* BEGIN PROVIDED MATERIAL *
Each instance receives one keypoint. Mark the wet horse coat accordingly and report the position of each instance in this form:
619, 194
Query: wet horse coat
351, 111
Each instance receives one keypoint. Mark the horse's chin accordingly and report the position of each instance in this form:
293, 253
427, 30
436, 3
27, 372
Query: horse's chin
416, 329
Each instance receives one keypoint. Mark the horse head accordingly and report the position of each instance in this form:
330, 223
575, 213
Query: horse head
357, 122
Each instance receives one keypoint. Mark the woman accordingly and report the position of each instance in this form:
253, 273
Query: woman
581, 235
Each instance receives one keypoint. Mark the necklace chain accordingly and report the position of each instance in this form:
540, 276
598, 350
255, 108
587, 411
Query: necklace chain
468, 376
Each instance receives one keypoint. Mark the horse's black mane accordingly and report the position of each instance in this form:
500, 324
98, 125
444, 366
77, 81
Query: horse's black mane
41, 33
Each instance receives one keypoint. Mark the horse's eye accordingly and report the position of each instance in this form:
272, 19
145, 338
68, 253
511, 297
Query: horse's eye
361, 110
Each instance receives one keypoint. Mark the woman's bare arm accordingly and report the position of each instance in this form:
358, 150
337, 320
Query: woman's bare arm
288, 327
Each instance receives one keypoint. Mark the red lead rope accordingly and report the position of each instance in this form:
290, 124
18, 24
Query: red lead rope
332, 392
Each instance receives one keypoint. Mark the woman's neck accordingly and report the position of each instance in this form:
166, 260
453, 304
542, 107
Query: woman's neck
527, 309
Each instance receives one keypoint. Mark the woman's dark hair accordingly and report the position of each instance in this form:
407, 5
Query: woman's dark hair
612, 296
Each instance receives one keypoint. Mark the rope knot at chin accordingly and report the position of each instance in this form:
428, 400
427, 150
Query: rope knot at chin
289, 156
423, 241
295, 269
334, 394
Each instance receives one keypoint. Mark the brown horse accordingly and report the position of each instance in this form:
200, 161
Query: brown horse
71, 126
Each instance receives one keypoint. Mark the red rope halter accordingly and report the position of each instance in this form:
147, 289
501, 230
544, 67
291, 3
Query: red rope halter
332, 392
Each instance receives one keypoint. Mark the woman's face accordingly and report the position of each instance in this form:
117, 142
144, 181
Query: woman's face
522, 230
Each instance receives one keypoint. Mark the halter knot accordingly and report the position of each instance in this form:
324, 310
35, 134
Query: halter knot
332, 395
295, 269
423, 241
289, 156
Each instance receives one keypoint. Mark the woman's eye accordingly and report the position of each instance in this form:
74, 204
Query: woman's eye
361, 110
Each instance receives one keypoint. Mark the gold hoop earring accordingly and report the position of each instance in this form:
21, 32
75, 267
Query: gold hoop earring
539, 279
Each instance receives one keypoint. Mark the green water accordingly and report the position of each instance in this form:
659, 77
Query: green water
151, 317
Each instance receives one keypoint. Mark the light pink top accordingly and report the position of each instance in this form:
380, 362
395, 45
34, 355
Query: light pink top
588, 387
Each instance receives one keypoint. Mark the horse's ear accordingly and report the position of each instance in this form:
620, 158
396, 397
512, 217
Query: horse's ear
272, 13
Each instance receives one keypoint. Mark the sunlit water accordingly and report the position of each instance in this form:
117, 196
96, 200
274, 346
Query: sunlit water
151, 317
* END PROVIDED MATERIAL *
Rewrite all of the data above, replacing "keypoint" with "marker" and leaving everything else the same.

Each instance receives one marker. Mark the wet horse coat accordingly and report the position of each instance in this form:
619, 194
Query: wet horse coat
351, 111
Each instance receives one marker. Mark the horse's chin accordingly and report the position of each instance in this form:
293, 253
427, 30
436, 3
27, 372
Query: horse's chin
416, 329
Each instance receives one marker. Mark the horse head accordingly and report the position of each instance in this form:
330, 223
575, 213
Query: horse head
357, 122
Each instance receives one marker. Mark the woman accordingly and report the position of each instance in this form:
253, 273
Query: woman
581, 235
Each instance receives one marker. Mark the necklace chain accordingly and report the position of each instance in this form:
540, 276
598, 350
255, 108
587, 411
Query: necklace chain
468, 376
Each instance receives one marker. Mark the horse's black mane accordingly and report the position of each instance in this form:
500, 324
98, 125
444, 366
77, 81
Query: horse's black mane
41, 33
Each instance receives one marker. Mark the horse's eye accordingly and report the position of each instance in this form:
272, 19
145, 338
68, 253
511, 297
Query: horse's eye
361, 110
Each instance receives one marker. Mark the woman's bare arm accordingly and report the position of each instance in this form:
358, 150
337, 320
Query: woman's bare arm
288, 327
Each instance receives one marker. Mark the red lead rope accordingly and report the position of each instance in this form:
290, 124
18, 24
Query: red lead rope
332, 392
Each instance receives one marker. Mark the woman's neck accordingly and report the position of each instance in this form:
166, 260
453, 304
542, 107
Query: woman's neck
527, 309
Each instance receives one marker. Mark the woman's dark hair accordingly and report the position of each instance in this form:
407, 5
Query: woman's dark hair
612, 296
Each instance receives one marker. Mark the rope knot at chin accordingly and report the position of each instance in this form:
428, 400
427, 150
Query: rope knot at chin
289, 156
423, 241
295, 269
334, 394
Each instance receives one marker. Mark the brown horse accordingly and report the position of each instance in this form:
200, 161
Query: brown horse
71, 126
Each instance receives one marker. Mark the red rope halter accordingly and report the position of each instance in this form:
147, 289
501, 230
544, 67
291, 3
Query: red rope halter
332, 392
Each instance receives one marker. Mark the woman's face accordingly and report the position of each instance in this form:
117, 142
144, 181
Query: woman's face
522, 230
Each instance receives one marker. Mark the halter knot accordingly and report the position of each instance in this form:
324, 310
35, 134
Query: halter knot
332, 395
295, 269
423, 241
289, 156
Each instance receives one marker. Mark the woman's eye accordingly and report the position of each instance in this form:
74, 204
Query: woman's eye
361, 110
Each instance receives one marker. Mark the gold hoop earring accordingly and report the position of each instance in this form:
21, 32
75, 267
Query: gold hoop earring
539, 279
Each instance receives one marker. Mark the green water accordingly and report the position of each instance in this form:
659, 77
Query: green water
151, 317
Each instance receives one marker. Mark the light pink top accordingly and report the position of each instance in this form:
380, 362
395, 45
34, 355
Query: light pink top
588, 387
Each instance receives one marker. Mark the horse's ear accordingly and report the position of each instance in this form:
620, 158
396, 397
512, 217
Query: horse's ear
272, 13
Each instance receives one marker. Mark the sunlit water accordingly and report the position of each instance in this form:
117, 196
96, 200
274, 346
Query: sunlit water
151, 317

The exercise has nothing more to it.